───── Task input

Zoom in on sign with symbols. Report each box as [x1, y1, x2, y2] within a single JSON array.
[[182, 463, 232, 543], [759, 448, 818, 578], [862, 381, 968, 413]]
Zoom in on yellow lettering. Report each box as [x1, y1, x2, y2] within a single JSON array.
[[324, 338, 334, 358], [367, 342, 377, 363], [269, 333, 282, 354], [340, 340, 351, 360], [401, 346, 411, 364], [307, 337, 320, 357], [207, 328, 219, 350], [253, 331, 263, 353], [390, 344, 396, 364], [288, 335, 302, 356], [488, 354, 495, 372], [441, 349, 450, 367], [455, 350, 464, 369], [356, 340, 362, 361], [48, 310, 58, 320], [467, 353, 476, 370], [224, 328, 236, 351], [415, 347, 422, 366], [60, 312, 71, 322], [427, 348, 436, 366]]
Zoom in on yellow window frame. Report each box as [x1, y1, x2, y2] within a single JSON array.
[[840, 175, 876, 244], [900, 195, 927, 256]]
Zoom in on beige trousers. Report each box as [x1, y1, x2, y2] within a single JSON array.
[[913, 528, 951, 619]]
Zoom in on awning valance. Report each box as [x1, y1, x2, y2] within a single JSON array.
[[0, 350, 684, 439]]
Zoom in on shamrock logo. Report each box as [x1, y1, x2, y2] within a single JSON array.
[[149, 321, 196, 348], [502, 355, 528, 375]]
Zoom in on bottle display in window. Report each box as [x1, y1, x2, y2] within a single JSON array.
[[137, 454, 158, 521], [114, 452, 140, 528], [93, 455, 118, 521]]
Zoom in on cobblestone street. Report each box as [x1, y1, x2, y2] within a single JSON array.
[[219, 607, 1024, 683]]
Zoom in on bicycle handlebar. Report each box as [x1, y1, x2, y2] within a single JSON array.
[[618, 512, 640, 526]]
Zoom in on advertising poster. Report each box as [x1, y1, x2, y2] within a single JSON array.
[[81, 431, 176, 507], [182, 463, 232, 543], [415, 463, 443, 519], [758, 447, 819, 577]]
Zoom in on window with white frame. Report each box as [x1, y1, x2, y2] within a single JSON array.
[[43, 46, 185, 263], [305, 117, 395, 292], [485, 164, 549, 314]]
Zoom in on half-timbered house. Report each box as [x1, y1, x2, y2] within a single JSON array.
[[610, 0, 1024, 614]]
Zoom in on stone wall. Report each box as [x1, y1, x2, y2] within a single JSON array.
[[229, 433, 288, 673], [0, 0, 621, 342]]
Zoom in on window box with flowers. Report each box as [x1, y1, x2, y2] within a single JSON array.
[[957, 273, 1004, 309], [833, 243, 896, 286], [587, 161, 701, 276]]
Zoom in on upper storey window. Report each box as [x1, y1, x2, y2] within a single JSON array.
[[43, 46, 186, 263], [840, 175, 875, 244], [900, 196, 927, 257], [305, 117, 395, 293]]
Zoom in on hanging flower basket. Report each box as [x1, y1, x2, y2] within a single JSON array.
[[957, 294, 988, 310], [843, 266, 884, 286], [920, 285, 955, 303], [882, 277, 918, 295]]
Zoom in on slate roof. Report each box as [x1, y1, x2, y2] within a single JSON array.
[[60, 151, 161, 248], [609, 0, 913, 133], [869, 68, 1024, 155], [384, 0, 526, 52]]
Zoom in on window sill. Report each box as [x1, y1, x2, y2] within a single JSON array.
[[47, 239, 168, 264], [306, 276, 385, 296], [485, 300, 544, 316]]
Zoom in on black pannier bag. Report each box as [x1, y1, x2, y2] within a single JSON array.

──────────

Task
Could you quote, exactly as they appear, the line containing "Zoom in on slate" and every line after it to the end of the records above?

Answer section
Zoom in on slate roof. Report each box as [x1, y1, x2, y2] within a single JSON array.
[[60, 151, 161, 248], [609, 0, 913, 133], [869, 68, 1024, 155], [384, 0, 526, 52]]
Zoom in on window sill. Report each box as [x1, y1, x2, y2] within a single JSON array.
[[47, 239, 168, 264], [306, 276, 385, 296], [485, 300, 544, 316]]
Zoom in on black pannier bag. Report each box as [x1, y1, x2, y2] within a single JSON array.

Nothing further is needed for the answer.